_WHAT YOU ARE ASKED TO DO:_ Write out every record below exactly as it appears.

_GIVEN DATA:_

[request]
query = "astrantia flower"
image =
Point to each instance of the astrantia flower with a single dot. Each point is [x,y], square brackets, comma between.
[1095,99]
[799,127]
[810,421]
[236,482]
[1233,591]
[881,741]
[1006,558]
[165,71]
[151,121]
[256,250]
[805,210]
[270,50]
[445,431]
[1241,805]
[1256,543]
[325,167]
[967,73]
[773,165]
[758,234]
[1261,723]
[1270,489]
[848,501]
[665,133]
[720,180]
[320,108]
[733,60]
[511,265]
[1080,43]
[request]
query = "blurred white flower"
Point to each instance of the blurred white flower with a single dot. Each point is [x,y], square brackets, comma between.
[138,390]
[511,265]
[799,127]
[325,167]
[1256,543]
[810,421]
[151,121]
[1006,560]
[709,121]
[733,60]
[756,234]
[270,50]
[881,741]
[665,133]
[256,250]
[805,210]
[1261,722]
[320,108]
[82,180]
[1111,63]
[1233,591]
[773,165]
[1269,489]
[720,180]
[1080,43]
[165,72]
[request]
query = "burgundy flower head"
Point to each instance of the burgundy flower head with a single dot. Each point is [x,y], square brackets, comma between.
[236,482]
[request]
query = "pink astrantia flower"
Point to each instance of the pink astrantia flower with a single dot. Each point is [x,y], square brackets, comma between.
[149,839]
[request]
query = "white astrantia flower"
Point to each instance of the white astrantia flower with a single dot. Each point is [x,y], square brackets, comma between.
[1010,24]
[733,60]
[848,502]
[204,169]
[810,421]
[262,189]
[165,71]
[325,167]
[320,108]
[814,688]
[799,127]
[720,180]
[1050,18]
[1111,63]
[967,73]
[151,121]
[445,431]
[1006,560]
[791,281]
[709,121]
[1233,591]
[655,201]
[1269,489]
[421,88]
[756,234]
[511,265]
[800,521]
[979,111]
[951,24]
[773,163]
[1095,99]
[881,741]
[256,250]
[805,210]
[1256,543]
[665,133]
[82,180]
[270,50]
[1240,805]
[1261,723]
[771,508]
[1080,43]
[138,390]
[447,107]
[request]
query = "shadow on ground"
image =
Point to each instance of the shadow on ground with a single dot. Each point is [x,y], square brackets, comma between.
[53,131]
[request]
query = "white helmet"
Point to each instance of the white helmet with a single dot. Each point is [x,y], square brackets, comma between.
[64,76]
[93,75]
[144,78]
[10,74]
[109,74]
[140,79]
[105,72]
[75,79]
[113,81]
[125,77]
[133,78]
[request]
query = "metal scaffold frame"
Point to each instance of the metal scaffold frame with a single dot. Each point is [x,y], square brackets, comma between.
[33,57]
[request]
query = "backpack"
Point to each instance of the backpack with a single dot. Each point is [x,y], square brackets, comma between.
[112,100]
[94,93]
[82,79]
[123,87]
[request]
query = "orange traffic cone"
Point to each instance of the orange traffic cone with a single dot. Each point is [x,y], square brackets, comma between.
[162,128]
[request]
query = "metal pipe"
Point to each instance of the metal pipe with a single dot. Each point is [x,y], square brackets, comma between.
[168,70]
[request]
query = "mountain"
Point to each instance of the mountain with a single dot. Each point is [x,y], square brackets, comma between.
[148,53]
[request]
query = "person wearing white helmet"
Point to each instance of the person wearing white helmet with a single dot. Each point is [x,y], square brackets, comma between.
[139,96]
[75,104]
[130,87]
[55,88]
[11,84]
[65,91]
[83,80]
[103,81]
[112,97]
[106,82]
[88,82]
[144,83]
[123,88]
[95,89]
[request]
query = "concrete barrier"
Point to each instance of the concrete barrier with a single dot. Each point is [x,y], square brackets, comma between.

_SOLUTION:_
[request]
query = "astrantia flower"
image =
Point to each instance of the astrantia flower with a single dot. Each point is [x,y], square brackets, comma between.
[1095,99]
[799,127]
[810,421]
[236,482]
[1233,591]
[881,741]
[1006,558]
[165,71]
[151,121]
[256,250]
[805,210]
[270,50]
[445,431]
[1241,805]
[1256,543]
[325,167]
[967,73]
[773,165]
[758,234]
[1261,723]
[1270,489]
[848,501]
[665,133]
[720,180]
[320,108]
[733,60]
[511,265]
[1080,43]
[request]
query = "blurred white flower"
Point to each instance of the blurred white flower with a single dot. Each point is [x,y], square brackets, comma between.
[138,390]
[511,265]
[799,127]
[325,167]
[1256,543]
[810,421]
[151,121]
[1006,560]
[709,121]
[733,60]
[756,234]
[270,50]
[881,741]
[665,133]
[256,250]
[805,210]
[1261,722]
[320,108]
[82,180]
[1111,63]
[1233,591]
[773,165]
[1269,489]
[720,180]
[1080,43]
[165,72]
[request]
query = "burgundy flower head"
Point to each instance of the burgundy flower head with a single dot. Each point is [x,y], square brackets, comma between.
[236,482]
[request]
query = "pink astrantia flower"
Point to each instance of the pink astrantia flower with a single dot. Each point is [x,y], square brackets, comma between.
[149,839]
[request]
query = "white astrantia flower"
Point to each instance of the white astrantia flower with a single dot. Each point is [x,y], square brackets, comma between.
[1010,24]
[733,60]
[848,502]
[204,169]
[810,421]
[262,189]
[165,71]
[325,167]
[320,108]
[814,688]
[799,127]
[720,180]
[1050,18]
[1111,63]
[967,73]
[151,121]
[445,431]
[1006,560]
[791,281]
[709,121]
[1233,591]
[655,201]
[1269,489]
[421,88]
[756,234]
[511,265]
[800,521]
[979,111]
[951,24]
[773,163]
[1095,99]
[881,741]
[256,250]
[805,210]
[1256,543]
[665,133]
[82,180]
[270,50]
[1240,805]
[1261,723]
[771,508]
[1080,43]
[138,390]
[447,107]
[request]
query = "shadow on ground"
image =
Point to each instance of the shadow on ground with a single dot. Each point is [x,y], square brackets, comma between.
[53,131]
[request]
query = "white helmet"
Point to each instance of the white helmet with a single dot. Each point is [x,y], square brackets, comma between.
[64,76]
[93,75]
[144,78]
[10,74]
[109,74]
[140,79]
[105,72]
[75,79]
[113,81]
[125,77]
[133,78]
[request]
query = "metal scaffold frame"
Point to each instance of the metal scaffold frame with a single dot. Each point is [x,y], square brackets, comma between.
[33,57]
[request]
query = "backpack"
Point to each instance of the backpack with a single dot. Each point is [x,y], square brackets, comma between.
[112,100]
[94,93]
[82,79]
[123,87]
[request]
query = "orange traffic cone"
Point to each instance of the orange traffic cone with a single dot. Each point is [x,y], square brackets, comma between.
[162,128]
[request]
query = "metal pipe"
Point to each instance of the metal pipe with a single dot. Each point is [x,y], square brackets, comma between.
[168,70]
[request]
query = "mountain"
Point to each instance of the mountain with a single dot. Each point is [x,y], square brackets, comma between.
[148,53]
[request]
query = "person wearing white helmet"
Point to each instance of the person wearing white helmet with a single dot. Each point is [x,y], square brackets, comma between.
[139,96]
[75,104]
[130,87]
[55,88]
[11,84]
[65,91]
[83,80]
[103,81]
[112,97]
[106,82]
[88,82]
[144,83]
[123,88]
[95,89]
[request]
query = "concrete barrier"
Point to each instance of the concrete barrier with a single dot. Each point is [x,y], square brackets, comma between.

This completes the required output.